TASK PROMPT => The listing beneath should be written out in full, exactly as shown.

[Excerpts of pointing data]
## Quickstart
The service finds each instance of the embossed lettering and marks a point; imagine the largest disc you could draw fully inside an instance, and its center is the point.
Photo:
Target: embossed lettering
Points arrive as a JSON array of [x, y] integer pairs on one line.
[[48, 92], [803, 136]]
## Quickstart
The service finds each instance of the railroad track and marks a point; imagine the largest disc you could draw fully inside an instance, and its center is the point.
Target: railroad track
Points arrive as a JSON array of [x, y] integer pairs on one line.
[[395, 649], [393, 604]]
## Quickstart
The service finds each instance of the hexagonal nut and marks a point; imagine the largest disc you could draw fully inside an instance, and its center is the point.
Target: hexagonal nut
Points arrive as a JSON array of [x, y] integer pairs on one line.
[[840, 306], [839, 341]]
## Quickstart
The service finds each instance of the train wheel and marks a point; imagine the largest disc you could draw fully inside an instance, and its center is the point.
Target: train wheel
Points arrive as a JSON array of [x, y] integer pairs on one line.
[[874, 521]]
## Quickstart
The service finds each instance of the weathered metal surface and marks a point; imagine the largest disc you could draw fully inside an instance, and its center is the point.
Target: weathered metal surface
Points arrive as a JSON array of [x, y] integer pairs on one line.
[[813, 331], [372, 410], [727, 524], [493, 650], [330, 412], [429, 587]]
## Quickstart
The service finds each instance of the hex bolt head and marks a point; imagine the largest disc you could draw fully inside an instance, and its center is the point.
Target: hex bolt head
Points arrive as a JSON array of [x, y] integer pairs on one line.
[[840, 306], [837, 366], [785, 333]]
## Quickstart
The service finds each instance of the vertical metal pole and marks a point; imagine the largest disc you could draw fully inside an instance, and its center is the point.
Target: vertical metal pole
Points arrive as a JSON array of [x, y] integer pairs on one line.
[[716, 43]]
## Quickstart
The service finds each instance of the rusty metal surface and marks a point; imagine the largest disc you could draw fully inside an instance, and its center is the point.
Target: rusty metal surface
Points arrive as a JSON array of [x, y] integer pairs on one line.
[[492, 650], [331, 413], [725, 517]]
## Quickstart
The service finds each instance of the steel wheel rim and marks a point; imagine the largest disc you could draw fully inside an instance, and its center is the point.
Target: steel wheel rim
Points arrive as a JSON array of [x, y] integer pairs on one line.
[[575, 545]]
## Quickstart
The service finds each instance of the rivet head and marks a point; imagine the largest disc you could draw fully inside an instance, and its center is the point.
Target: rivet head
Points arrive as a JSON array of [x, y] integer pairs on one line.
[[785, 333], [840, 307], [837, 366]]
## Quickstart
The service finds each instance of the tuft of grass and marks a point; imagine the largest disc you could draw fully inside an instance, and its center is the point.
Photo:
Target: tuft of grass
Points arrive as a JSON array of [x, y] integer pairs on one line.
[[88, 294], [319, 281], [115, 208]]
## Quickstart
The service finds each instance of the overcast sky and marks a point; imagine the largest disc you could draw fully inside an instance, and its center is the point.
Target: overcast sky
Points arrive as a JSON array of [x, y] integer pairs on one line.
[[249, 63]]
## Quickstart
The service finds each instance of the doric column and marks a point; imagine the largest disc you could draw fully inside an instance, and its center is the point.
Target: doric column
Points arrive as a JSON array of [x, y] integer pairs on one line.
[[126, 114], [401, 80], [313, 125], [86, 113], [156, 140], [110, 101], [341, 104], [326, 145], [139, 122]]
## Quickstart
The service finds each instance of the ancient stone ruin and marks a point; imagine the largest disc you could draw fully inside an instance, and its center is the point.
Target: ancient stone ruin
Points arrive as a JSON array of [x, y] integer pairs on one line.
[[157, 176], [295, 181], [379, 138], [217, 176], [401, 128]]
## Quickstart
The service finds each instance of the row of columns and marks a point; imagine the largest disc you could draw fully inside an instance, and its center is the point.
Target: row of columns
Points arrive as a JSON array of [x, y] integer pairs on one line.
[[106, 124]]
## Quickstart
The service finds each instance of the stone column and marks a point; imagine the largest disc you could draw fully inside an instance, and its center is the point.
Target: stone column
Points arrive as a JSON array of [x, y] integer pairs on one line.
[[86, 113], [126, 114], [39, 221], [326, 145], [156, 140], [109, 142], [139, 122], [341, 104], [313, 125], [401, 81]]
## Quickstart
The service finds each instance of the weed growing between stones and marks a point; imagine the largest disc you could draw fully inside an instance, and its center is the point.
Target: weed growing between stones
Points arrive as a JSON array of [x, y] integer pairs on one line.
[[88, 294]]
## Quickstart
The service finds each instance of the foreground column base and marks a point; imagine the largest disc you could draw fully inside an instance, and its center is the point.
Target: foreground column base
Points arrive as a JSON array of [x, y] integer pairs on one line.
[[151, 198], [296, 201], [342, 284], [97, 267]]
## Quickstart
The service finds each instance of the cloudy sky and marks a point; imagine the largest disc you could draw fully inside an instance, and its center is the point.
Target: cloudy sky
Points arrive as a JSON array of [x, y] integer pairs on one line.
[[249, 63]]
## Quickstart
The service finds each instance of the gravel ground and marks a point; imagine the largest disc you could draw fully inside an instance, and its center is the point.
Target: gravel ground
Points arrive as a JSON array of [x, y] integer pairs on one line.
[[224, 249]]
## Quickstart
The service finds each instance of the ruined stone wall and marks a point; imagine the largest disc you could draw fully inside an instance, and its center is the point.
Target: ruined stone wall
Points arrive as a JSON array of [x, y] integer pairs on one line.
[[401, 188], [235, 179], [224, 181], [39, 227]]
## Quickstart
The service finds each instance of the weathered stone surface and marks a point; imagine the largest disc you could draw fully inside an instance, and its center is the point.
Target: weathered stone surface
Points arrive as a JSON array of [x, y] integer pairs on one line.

RESULT FOR THIS TASK =>
## Quickstart
The service finds each instance of the embossed lettering and marks a point; imagine the largest disc you could draw fully inside an instance, and its center is the point.
Photo:
Target: embossed lettering
Points arrive as a JSON array of [x, y] integer pairs on one line.
[[48, 92], [803, 136]]
## Quickstart
The service finds each instance of the railroad track and marks a point; imagine the largest disc you could draw fully inside an instance, and its center is the point.
Target: railroad track
Points arrive as a JSON array of [x, y] integer pairs on one line.
[[395, 649], [393, 604]]
## Quickstart
The service finds each instance of the hexagonal nut and marks a point; imagine the largest disc you could draw fully inside an instance, and its center is the point.
Target: hexagonal nut
Points arrive as a JSON array of [x, y] integer pairs on one line.
[[840, 306], [839, 341]]
## Quickstart
The service finds each instance of the train wheel and marks a point; imagine the largest disc you could draw fully inside an instance, and its center is the point.
Target: train wheel
Points arrive as a JSON array of [x, y] integer pairs on one line.
[[874, 521]]
## Quickstart
The service finds each instance of the weathered metal surface and marks a point; imagine the largest disc you could draw fully inside an instance, and its center is the point.
Target: weathered metal surface
Points arrive as a JSON array of [x, y] integer pairs on one line.
[[813, 331], [372, 410], [727, 524], [493, 650], [330, 412], [429, 587]]
## Quickstart
The service finds each instance of the hex bolt head and marks a point; imagine the largest disc you could draw fully inside an instance, and its center is the point.
Target: hex bolt head
Points arrive as a JSON array of [x, y] integer pairs on one line.
[[840, 306], [837, 366], [785, 333]]
## Quickstart
The service finds each instance of the vertical metal pole and marks a point; imagine the largest disc you could draw fully inside an instance, and its center is the point.
Target: vertical metal pole
Points arrive as a JSON array of [x, y] integer pairs on one line.
[[716, 43]]
## Quickstart
The service finds each instance of the rusty metal surface and marks a point; imagine the largest disc you could draw fully inside an instance, and its center is the point.
Target: rusty metal surface
Points arrive as a JSON array of [x, y] integer pairs on one line.
[[492, 650], [331, 413], [725, 517]]
## Quickstart
The service finds each instance of the steel wheel rim and marks a point; imagine the largest disc you could draw fully inside an instance, and its center is the point.
Target: steel wheel rim
Points arrive as a JSON array of [x, y] integer pairs on one line.
[[575, 545]]
## Quickstart
The service finds each instance of the rivet head and marks a point; imagine the largest disc you could draw fully inside an instance, and its center is the point.
Target: rivet head
Points arrive as a JSON array of [x, y] integer pairs on one line.
[[785, 333], [840, 307], [837, 366]]
## Quickstart
The service finds each instance of the tuft of grass and marks a point; imagine the largest disc you could draw fully inside an instance, and its center is the point.
Photo:
Target: tuft of grass
Points arrive as a JSON array of [x, y] integer pairs on one line.
[[88, 294], [319, 281], [115, 208]]
## Quickstart
The service finds each instance of the overcast sky and marks a point; imagine the largest disc you could draw fully inside an instance, and its center is the point.
Target: overcast sky
Points arrive as a JSON array of [x, y] integer pairs on one line.
[[249, 63]]
## Quickstart
The service finds each instance of the doric column and marks a point; imagine the largest disc you could draw fully inside an instance, and its center is the point.
Target: doric column
Points arrive as a JSON array of [x, y] integer pairs on one line.
[[126, 114], [401, 80], [313, 125], [86, 113], [156, 140], [110, 101], [341, 104], [326, 145], [139, 122]]
## Quickstart
The service finds each instance of the ancient stone ruin and marks a point; imagine the largest disc you could draw fully inside an instance, and its center is the point.
Target: ancient stone ruin
Points arrive as a JSON array of [x, y] integer pairs on one line.
[[157, 176], [295, 181], [379, 138], [217, 176], [401, 128]]
## Quickstart
The service finds each instance of the row of columns and marks a point; imagine the largest disc you could draw fully inside an instance, and its center is the point.
Target: row of columns
Points arrive as a JSON array of [x, y] integer pairs on one line.
[[106, 124]]
## Quickstart
The service finds each instance of the stone column and marks a point; imagine the largest disc you could draw fully inside an instance, and its center is the point.
Target: stone column
Points arrive as a JSON array of [x, y] integer pairs on one line.
[[86, 113], [126, 114], [39, 221], [326, 145], [156, 140], [109, 142], [139, 122], [341, 104], [313, 125], [401, 81]]
## Quickstart
The service finds each instance of the weed growing between stones and marks a point; imagine the largest disc you could draw fully inside an instance, and its center is the point.
Target: weed growing between stones
Points arrive as a JSON array of [x, y] integer pairs on one line.
[[88, 294]]
## Quickstart
The service finds each instance of the foreground column base and marks a point; imagine the largest disc you could draw fully inside an instance, and its center is the point.
Target: foreground column base
Points arrive as a JSON array of [x, y] integer pairs on one line.
[[151, 198], [296, 201], [342, 284], [97, 267]]
## Quickstart
The service finds each instance of the cloudy sky and marks a point; imagine the largest disc you could draw fully inside an instance, and its center is the point.
Target: cloudy sky
Points arrive as a JSON array of [x, y] integer pairs on one line.
[[249, 63]]
## Quickstart
The service finds each instance of the gravel ground and marks a point; imagine the largest disc you could draw fully inside an instance, and its center is the point.
Target: gravel ground
Points arrive as a JSON array of [x, y] integer pairs on one line.
[[224, 249]]
## Quickstart
The service finds each instance of the ruined stone wall and marks a point; imagine the largest disc you could draw fully inside an instance, and its center is the point.
Target: ruined stone wall
Points arrive as a JSON array of [x, y] integer pairs on one line.
[[401, 188], [235, 179], [224, 181], [39, 227]]
## Quickstart
The service finds each instance of the weathered stone surface and marks a point; imagine the largest disc you could draw fully inside an instance, and its center is the point.
Target: weathered stone surface
Points arrive as a JSON array of [x, y] integer pairs on one line.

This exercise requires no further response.